◆ **Dataset records**:
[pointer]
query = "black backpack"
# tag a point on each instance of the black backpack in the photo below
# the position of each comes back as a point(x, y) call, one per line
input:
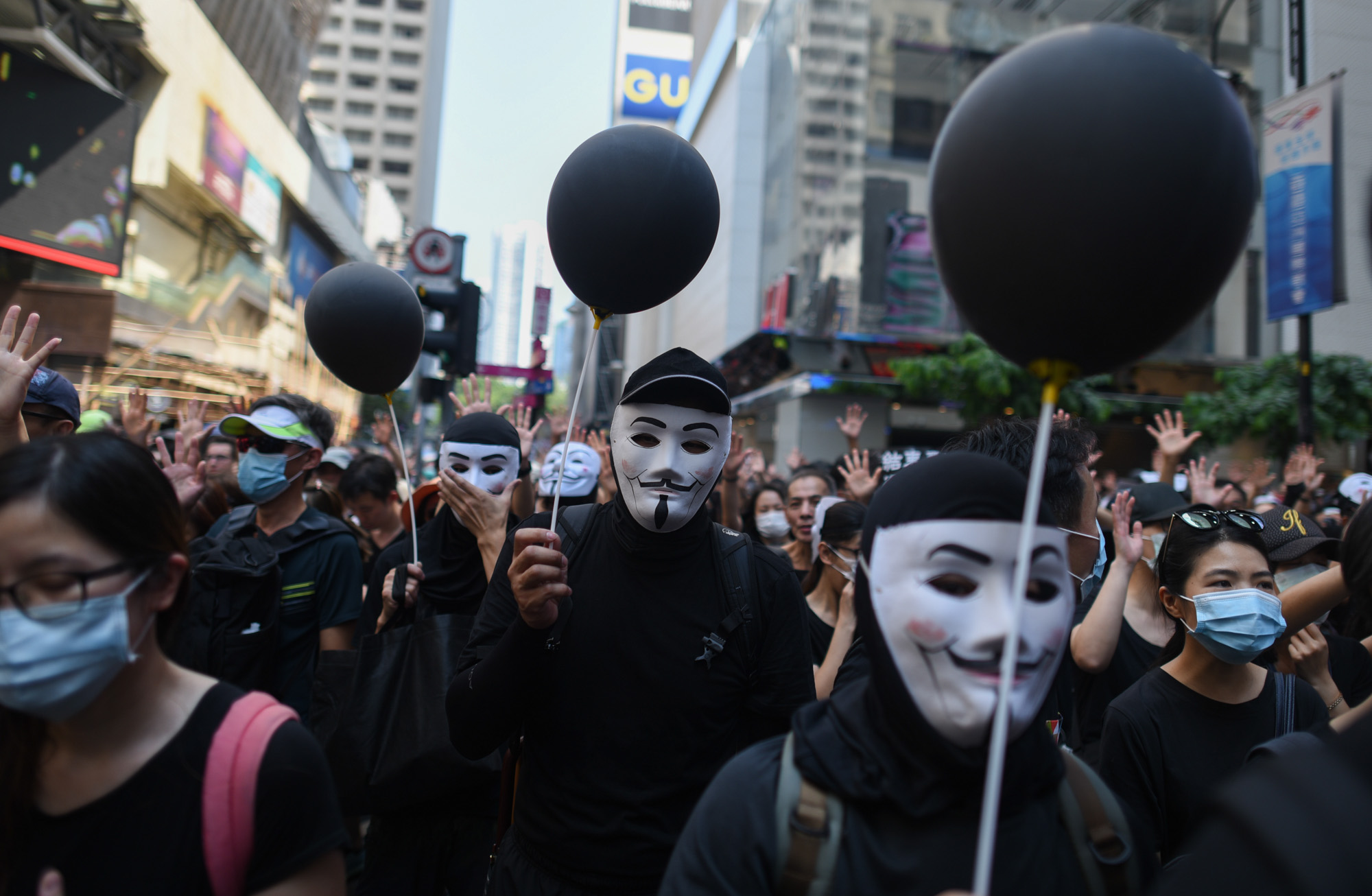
point(230, 628)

◆ **Problem to solve**:
Lay out all of these rows as a two-column CSV with the headers "query" and "points," one line per row, with each row's request text and its answer in separate quoted fields and any line breaks inside them replaced by spaces. Leave the pictures out.

◆ **Right answer**:
query,points
"[pointer] query = ""black backpack"" # tag a point on each instance of the black backpack in the photo below # the position of each comes back as a point(x, y) call, one per line input:","point(230, 628)"